### Your task:
Please present the records, starting with the line that contains "Point to the blue" and continuing through the line that contains "x=607, y=91", as a Markdown table with columns Row and Line, leaving out blank lines.

### Records supplied:
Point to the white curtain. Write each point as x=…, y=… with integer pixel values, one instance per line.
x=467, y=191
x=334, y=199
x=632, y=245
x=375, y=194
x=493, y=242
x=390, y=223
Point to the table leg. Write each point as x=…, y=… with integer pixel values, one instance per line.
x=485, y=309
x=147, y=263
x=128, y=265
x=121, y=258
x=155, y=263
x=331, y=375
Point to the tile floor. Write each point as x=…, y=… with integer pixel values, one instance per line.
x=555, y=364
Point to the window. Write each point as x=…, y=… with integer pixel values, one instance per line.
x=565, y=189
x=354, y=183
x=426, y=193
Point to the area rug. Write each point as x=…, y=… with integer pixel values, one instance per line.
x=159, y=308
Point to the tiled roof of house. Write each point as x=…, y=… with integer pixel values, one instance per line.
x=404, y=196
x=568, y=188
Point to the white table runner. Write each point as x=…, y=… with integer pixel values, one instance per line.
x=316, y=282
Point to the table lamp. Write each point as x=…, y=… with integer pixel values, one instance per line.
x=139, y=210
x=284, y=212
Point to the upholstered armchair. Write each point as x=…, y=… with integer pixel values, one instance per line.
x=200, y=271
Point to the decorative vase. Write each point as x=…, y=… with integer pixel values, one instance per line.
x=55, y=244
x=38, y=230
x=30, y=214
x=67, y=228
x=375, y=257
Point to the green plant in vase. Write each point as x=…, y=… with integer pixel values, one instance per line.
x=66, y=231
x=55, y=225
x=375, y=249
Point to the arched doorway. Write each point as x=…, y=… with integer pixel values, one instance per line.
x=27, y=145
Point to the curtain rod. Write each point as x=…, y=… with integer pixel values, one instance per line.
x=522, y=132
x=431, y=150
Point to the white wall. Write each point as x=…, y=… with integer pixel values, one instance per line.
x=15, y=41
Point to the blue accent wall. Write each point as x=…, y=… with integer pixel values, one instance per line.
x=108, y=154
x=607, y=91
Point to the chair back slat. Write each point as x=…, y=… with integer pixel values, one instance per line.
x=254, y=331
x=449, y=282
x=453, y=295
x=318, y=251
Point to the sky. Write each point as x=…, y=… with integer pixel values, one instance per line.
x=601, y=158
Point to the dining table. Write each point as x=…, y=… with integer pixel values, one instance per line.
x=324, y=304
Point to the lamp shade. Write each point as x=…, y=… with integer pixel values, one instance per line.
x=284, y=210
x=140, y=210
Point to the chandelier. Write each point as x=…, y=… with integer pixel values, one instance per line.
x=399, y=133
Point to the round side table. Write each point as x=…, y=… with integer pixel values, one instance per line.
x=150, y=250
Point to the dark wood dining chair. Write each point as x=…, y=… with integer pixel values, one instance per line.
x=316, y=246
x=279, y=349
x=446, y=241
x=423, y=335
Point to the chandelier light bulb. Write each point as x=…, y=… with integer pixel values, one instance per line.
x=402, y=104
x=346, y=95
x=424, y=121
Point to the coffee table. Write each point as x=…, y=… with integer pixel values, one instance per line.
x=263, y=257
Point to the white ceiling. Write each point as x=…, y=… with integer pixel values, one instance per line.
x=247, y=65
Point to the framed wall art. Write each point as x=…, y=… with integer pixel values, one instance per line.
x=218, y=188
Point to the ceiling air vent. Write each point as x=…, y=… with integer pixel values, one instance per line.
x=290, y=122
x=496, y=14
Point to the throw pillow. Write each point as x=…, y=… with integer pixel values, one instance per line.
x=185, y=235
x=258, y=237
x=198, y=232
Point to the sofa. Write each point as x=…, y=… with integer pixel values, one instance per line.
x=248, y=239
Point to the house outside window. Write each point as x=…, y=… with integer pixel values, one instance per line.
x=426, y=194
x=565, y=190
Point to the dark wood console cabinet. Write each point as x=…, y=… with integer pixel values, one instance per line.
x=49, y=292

### The reply:
| Row | Line |
|---|---|
| 1 | Point to the blue accent wall. Write each point as x=…, y=… with integer pixel values, one instance per line. |
| 2 | x=108, y=154 |
| 3 | x=607, y=91 |